There’s Never Enough Sand

“he or she had sand,”

The old expression was “he or she had sand,” meaning fortitude, and I think, seeing as how it was obviously a very old expression, “sand” referred to endurance or vitality, as in plenty of time remaining in the hourglass.

This came to mind on Labor Day at the beach. Walking west in the afternoon as the stronger-than-usual tide of the past week licked its way toward its high point, I noticed a number of walls in the works. Fathers with shovels, their kids with smaller shovels and pails, heaping bucketsful of sand onto battlements meant to stave off the encroaching sea.

It was obvious that these last stands were being repeated, the endangered beach positions having been claimed a day or two before for the duration of the wonderful weekend. A game? Yes, but with a capital G for gravity.

## SOURCE MATERIAL
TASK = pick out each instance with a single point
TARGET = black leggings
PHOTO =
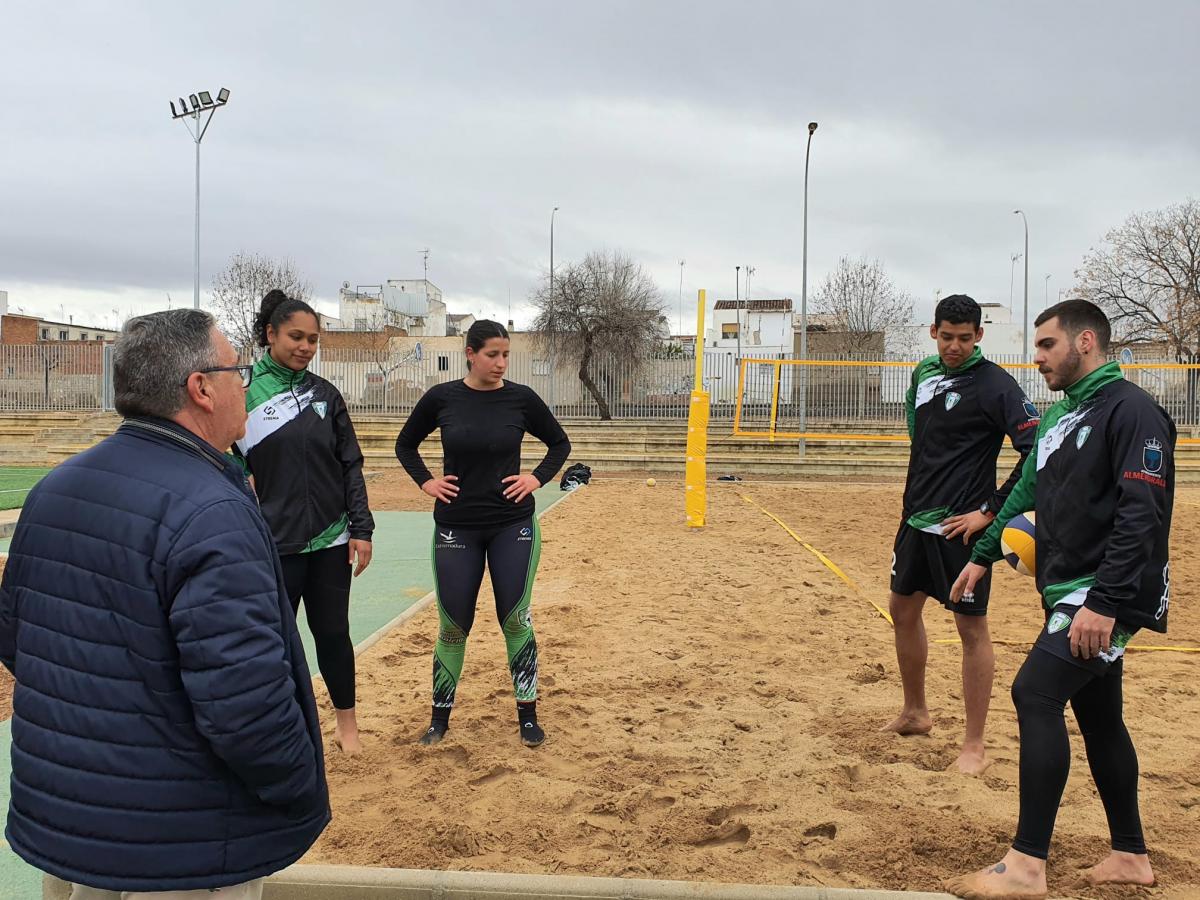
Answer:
(1041, 693)
(322, 580)
(511, 556)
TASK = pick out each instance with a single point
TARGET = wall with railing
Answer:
(831, 391)
(52, 376)
(787, 397)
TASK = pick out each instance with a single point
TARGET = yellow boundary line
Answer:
(1145, 647)
(829, 564)
(837, 570)
(912, 364)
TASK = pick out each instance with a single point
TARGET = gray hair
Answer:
(154, 357)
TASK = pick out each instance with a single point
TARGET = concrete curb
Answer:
(349, 882)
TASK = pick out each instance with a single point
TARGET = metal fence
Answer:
(790, 396)
(658, 388)
(827, 391)
(52, 376)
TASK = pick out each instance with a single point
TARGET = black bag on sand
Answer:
(576, 475)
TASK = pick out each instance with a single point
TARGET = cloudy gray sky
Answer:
(359, 133)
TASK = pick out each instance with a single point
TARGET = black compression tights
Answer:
(322, 580)
(1041, 693)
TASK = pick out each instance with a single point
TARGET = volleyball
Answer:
(1018, 544)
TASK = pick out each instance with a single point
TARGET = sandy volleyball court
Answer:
(712, 701)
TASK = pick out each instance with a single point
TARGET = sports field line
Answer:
(1144, 647)
(828, 563)
(420, 605)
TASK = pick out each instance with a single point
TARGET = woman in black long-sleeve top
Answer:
(484, 510)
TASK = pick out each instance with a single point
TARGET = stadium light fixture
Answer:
(197, 120)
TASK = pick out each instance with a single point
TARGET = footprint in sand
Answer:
(826, 829)
(497, 774)
(729, 833)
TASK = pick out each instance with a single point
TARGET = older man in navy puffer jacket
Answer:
(165, 733)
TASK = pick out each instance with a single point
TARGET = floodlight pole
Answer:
(1025, 325)
(804, 297)
(553, 319)
(197, 129)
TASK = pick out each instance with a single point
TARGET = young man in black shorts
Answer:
(1103, 483)
(960, 407)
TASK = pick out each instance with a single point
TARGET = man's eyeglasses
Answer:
(246, 372)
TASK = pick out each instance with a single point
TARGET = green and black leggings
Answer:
(511, 556)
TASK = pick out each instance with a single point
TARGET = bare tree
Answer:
(239, 288)
(863, 303)
(1147, 279)
(603, 310)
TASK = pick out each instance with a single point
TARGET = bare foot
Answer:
(348, 732)
(349, 743)
(1015, 877)
(972, 761)
(918, 723)
(1121, 869)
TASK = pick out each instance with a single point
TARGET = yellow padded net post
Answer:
(695, 471)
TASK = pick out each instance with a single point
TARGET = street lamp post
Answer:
(749, 273)
(737, 307)
(1025, 327)
(681, 300)
(552, 305)
(804, 294)
(198, 125)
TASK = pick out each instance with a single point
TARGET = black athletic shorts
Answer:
(1055, 637)
(924, 563)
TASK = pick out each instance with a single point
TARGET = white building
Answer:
(1001, 337)
(757, 327)
(412, 304)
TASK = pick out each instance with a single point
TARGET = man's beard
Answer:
(1069, 372)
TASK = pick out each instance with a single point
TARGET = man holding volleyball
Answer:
(960, 407)
(1103, 485)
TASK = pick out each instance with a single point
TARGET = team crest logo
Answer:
(1057, 623)
(1152, 456)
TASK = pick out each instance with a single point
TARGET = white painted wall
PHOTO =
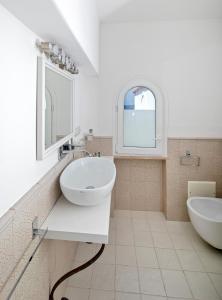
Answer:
(19, 170)
(183, 58)
(82, 18)
(87, 103)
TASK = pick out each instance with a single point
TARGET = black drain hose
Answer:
(74, 271)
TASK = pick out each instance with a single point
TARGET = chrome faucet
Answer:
(65, 149)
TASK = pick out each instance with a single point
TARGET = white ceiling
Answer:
(114, 11)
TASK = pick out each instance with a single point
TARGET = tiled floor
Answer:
(149, 258)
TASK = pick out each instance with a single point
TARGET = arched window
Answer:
(140, 121)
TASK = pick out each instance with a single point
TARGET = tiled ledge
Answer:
(140, 157)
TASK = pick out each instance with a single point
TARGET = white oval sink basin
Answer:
(88, 181)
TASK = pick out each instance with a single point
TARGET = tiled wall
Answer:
(138, 185)
(177, 176)
(52, 259)
(162, 185)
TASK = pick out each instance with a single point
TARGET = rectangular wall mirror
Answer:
(55, 107)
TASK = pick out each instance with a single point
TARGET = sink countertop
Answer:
(71, 222)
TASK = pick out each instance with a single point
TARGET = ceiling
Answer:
(115, 11)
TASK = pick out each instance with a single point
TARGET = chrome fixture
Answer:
(57, 56)
(190, 160)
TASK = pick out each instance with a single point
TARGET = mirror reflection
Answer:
(58, 107)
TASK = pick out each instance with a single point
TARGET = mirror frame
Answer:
(41, 152)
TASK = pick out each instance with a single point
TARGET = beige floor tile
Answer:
(175, 298)
(103, 277)
(162, 240)
(77, 293)
(199, 244)
(126, 255)
(211, 260)
(124, 237)
(179, 227)
(175, 284)
(108, 256)
(127, 279)
(112, 237)
(217, 282)
(101, 295)
(146, 257)
(139, 214)
(140, 224)
(201, 286)
(150, 297)
(181, 241)
(124, 223)
(118, 213)
(155, 216)
(189, 260)
(143, 238)
(151, 282)
(82, 279)
(167, 259)
(158, 226)
(127, 296)
(85, 252)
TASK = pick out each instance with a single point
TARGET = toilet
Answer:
(205, 211)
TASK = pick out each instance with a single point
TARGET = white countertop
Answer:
(70, 222)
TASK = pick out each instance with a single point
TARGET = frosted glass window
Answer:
(139, 125)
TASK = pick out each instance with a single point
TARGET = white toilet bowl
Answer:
(206, 216)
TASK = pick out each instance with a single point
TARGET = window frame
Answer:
(161, 123)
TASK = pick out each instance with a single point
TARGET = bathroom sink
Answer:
(88, 181)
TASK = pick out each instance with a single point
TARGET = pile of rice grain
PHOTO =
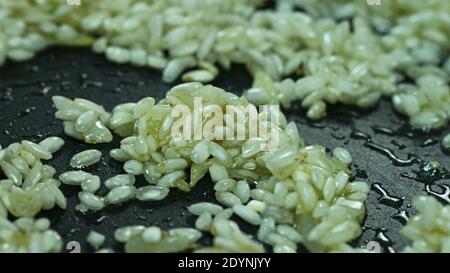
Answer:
(296, 194)
(338, 61)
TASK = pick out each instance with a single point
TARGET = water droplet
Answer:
(389, 153)
(429, 142)
(361, 174)
(26, 112)
(431, 171)
(399, 145)
(444, 196)
(401, 216)
(387, 199)
(359, 135)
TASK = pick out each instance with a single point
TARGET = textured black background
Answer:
(27, 113)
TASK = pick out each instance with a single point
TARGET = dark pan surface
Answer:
(27, 113)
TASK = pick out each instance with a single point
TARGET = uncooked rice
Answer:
(296, 194)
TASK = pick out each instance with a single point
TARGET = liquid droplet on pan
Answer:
(391, 155)
(444, 196)
(387, 199)
(401, 216)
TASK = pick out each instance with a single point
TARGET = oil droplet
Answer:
(383, 130)
(338, 136)
(399, 145)
(401, 216)
(444, 196)
(383, 239)
(26, 112)
(6, 95)
(429, 142)
(360, 135)
(389, 153)
(387, 199)
(431, 171)
(361, 174)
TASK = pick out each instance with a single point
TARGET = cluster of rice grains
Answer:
(29, 187)
(296, 194)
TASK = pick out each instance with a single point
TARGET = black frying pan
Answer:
(27, 113)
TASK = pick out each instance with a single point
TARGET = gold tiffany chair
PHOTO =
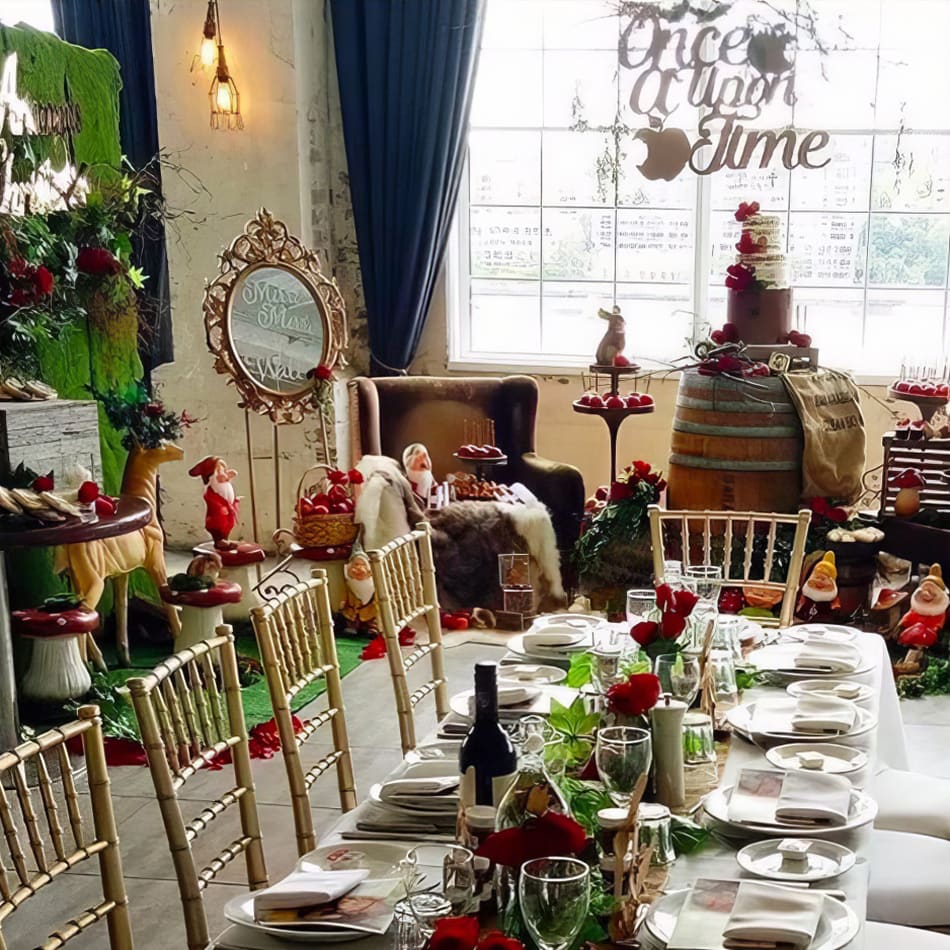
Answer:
(22, 877)
(295, 635)
(187, 720)
(748, 545)
(404, 578)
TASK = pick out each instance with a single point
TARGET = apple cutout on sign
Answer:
(668, 152)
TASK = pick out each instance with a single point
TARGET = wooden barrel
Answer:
(736, 446)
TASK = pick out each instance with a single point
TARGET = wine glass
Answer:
(623, 754)
(554, 894)
(678, 675)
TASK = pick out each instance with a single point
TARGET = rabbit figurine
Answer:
(614, 339)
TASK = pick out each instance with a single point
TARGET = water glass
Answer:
(678, 675)
(623, 754)
(641, 605)
(707, 578)
(554, 895)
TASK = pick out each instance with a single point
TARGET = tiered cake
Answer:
(760, 299)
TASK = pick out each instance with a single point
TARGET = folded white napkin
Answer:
(430, 785)
(552, 639)
(828, 656)
(815, 713)
(814, 797)
(302, 889)
(765, 915)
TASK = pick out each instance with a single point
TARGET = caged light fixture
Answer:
(223, 94)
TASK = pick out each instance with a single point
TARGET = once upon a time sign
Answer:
(728, 78)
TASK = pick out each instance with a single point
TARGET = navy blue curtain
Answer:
(406, 70)
(123, 27)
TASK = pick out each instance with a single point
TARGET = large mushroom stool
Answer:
(201, 610)
(236, 564)
(57, 671)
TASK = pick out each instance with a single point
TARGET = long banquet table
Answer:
(885, 745)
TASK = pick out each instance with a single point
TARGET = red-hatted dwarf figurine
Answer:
(818, 601)
(223, 508)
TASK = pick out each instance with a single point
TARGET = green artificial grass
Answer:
(254, 696)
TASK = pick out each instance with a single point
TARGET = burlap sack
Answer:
(829, 407)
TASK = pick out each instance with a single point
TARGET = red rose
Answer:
(645, 632)
(97, 261)
(638, 695)
(454, 933)
(43, 281)
(88, 493)
(542, 837)
(620, 491)
(496, 940)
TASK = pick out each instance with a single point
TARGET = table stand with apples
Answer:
(611, 406)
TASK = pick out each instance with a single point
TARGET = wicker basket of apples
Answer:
(323, 516)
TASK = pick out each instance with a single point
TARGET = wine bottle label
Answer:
(495, 787)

## WHAT THE EXERCISE ASKS
In the passage on sand, what did the old expression "he or she had sand" mean?

## REPLY
Fortitude.